What the exercise asks:
In the entries below, find each line with the word "covered" and return it.

(Material provided)

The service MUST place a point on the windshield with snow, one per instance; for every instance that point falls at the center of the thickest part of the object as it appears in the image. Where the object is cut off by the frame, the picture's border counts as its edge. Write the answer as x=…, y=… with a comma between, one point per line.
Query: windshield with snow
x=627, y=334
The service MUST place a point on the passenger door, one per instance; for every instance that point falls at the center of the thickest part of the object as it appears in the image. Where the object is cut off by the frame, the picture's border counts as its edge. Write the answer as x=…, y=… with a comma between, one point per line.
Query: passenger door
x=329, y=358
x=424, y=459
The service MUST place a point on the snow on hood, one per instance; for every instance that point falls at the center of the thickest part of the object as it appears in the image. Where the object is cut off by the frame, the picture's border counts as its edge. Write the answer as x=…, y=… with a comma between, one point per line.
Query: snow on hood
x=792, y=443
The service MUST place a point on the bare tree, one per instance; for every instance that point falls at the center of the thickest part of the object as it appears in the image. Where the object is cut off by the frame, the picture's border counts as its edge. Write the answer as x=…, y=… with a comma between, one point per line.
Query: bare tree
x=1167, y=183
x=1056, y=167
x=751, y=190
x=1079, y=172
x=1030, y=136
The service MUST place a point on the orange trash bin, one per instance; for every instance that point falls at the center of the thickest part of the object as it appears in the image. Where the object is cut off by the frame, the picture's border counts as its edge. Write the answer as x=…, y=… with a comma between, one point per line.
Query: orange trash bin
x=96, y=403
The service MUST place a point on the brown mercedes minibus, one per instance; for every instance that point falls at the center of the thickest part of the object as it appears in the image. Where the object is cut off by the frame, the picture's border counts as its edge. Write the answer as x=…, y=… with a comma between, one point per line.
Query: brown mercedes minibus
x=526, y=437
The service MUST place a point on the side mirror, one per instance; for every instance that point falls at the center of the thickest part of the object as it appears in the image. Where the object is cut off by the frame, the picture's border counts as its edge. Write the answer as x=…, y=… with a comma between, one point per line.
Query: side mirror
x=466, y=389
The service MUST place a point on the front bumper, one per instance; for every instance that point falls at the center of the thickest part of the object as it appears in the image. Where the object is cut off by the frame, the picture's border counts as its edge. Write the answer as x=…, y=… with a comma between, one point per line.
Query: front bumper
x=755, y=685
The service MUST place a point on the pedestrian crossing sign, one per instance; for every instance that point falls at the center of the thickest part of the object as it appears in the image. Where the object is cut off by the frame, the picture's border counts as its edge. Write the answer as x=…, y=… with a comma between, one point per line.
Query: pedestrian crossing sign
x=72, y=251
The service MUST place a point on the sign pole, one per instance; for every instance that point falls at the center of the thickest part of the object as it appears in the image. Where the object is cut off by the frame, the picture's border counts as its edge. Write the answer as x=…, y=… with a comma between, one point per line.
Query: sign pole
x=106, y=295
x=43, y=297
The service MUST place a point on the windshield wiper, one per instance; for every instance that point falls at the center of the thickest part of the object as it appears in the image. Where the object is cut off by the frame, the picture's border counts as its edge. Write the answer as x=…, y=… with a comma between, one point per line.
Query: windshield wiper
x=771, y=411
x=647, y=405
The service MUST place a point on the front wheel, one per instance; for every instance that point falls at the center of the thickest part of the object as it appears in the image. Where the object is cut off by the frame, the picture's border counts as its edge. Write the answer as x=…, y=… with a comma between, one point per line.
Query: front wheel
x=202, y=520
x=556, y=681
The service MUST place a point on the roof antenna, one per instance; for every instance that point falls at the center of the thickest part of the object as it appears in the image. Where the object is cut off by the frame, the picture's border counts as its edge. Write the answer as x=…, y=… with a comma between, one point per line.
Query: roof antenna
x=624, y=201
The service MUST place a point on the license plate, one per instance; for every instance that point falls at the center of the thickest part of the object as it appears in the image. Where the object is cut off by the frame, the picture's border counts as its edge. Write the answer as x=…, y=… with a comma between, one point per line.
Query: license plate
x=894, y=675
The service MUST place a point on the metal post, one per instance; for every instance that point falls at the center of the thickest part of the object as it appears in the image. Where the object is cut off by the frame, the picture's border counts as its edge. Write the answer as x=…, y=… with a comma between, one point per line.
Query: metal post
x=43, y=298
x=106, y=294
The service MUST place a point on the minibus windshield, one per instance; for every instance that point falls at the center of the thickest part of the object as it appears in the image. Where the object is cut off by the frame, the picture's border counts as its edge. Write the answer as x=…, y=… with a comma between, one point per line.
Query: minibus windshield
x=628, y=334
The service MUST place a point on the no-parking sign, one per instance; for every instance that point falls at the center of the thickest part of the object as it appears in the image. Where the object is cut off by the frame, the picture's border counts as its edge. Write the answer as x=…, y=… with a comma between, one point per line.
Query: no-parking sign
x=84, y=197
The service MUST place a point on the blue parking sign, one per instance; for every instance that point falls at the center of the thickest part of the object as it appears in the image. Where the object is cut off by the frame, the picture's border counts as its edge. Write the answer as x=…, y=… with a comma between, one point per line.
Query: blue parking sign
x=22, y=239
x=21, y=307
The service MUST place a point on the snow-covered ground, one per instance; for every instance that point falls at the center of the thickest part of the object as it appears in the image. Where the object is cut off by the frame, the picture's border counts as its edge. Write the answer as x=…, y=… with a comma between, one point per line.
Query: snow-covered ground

(End Material provided)

Task response:
The service MUST place a point on the snow-covered ground, one per instance; for every instance that point falls at the center of the thickest part of the object as it appears in the image. Where the object is cut off by the frame, the picture's border counts as its edge. Write the answer as x=…, y=… with a comma between, one point per line.
Query: snow-covered ground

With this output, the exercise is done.